» **What needs to be done**
Write out the rows word for word, starting at the very first line and stopping after the line that contains "177V168L315 157L305 158L295".

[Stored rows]
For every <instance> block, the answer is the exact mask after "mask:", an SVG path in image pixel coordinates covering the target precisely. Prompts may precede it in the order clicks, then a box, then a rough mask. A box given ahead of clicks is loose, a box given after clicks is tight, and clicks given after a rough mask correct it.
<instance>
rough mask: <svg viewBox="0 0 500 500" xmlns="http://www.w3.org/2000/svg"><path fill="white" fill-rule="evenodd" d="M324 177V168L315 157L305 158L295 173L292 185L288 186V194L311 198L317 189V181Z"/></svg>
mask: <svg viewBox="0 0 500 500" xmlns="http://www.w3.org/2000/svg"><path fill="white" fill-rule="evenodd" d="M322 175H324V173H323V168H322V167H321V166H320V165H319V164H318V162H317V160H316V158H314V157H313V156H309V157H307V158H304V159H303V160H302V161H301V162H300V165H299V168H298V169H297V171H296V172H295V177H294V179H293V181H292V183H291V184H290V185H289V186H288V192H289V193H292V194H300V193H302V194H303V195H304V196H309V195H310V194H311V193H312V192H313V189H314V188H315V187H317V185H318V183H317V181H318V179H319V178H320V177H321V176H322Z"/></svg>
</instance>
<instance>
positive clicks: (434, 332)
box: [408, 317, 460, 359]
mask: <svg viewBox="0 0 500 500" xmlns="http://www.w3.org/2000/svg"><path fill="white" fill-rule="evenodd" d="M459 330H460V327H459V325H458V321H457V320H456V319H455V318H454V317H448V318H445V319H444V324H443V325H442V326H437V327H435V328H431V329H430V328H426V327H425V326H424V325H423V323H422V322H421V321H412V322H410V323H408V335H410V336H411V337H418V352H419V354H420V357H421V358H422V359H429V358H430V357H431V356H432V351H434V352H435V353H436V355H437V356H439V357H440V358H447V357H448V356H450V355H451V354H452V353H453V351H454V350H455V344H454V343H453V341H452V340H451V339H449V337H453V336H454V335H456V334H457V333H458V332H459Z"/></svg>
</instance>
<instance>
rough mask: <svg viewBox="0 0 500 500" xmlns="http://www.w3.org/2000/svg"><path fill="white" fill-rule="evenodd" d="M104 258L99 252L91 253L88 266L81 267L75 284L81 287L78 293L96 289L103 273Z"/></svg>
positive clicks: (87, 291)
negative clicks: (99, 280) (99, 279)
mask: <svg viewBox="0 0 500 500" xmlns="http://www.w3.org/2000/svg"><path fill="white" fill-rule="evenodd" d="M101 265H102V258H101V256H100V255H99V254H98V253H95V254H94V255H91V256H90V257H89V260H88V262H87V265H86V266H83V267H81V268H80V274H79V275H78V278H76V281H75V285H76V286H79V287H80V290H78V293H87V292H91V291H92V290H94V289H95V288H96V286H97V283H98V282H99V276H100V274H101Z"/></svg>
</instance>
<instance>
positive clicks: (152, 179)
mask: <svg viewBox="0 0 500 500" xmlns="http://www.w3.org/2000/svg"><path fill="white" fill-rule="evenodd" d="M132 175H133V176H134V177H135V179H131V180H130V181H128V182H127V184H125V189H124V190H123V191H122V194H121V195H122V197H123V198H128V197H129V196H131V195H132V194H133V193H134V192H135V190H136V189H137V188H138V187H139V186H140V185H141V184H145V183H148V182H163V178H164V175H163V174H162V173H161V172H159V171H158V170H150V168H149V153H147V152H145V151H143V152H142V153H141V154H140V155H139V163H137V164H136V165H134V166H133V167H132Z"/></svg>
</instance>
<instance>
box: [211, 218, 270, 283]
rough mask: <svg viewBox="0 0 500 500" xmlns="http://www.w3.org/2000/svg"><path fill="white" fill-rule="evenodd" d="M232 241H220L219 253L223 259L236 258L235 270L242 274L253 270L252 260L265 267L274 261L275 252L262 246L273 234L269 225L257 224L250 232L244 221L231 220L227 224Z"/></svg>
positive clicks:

» **Answer section**
For every <instance> block, the answer is the exact mask after "mask:", an SVG path in image pixel coordinates covering the target precisely. Prompts may precede it in the order clicks, then a box, then a rough mask. A box given ahead of clicks is loose, a box given after clicks is tight, and clicks given after a rough mask correct it.
<instance>
rough mask: <svg viewBox="0 0 500 500" xmlns="http://www.w3.org/2000/svg"><path fill="white" fill-rule="evenodd" d="M324 177V168L315 157L305 158L295 173L292 185L288 186V194L311 198L317 189V181Z"/></svg>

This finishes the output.